■ **Material to process**:
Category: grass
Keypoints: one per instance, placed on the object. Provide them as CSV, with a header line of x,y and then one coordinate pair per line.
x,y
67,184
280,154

■ **Exercise**:
Please extract each line from the entries above that contains the word "Keypoints".

■ **Response to the task**:
Keypoints: one per instance, placed on the object. Provide them as CSV, with a header line of x,y and then one coordinate pair per line.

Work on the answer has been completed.